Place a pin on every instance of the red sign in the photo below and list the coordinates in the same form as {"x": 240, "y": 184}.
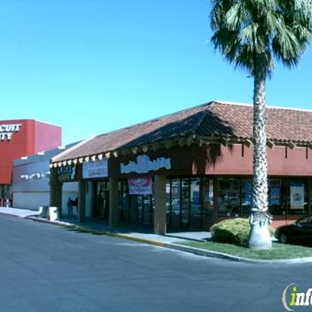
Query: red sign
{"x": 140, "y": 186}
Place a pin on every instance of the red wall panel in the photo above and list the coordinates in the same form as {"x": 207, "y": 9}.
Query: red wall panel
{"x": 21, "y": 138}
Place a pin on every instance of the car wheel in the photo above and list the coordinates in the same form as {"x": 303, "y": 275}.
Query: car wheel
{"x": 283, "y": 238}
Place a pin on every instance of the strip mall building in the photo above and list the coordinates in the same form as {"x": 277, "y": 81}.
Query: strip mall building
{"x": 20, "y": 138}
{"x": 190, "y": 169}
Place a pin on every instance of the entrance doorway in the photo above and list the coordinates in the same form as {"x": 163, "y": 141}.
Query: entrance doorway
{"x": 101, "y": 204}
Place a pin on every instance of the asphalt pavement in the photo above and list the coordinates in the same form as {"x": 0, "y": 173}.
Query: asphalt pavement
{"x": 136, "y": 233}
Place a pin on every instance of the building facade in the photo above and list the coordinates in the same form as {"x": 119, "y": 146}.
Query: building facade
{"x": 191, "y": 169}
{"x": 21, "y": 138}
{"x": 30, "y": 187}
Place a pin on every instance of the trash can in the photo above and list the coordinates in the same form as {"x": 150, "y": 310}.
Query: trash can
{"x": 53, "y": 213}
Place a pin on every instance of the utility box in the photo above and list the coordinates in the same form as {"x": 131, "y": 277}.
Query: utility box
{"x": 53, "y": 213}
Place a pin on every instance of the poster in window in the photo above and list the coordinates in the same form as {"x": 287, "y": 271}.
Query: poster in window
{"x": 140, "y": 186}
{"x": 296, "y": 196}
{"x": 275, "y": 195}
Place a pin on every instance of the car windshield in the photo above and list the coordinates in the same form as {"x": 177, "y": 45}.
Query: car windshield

· · · · · · ·

**Task description**
Copy the entries above word for word, starting at the line containing "Place a pin on every instance of the trash" and continuing through the last line of the entries, both ends included.

**Response**
Place a pin on every instance of the trash can in the photo above and list the coordinates in the same form as {"x": 150, "y": 310}.
Query: trash can
{"x": 53, "y": 213}
Place a pin on every instance of the utility box in the photo above and list the coordinates in the same form as {"x": 131, "y": 277}.
Query: utility box
{"x": 53, "y": 213}
Place a pin on every instance of the poster in window in the photo above and list the coordinates in the same form as {"x": 287, "y": 271}.
Query: poster in window
{"x": 140, "y": 186}
{"x": 296, "y": 196}
{"x": 275, "y": 195}
Place a pin on every instance of the car windshield in the photo above and list the coordinates in the same form as {"x": 177, "y": 45}.
Query: car windshield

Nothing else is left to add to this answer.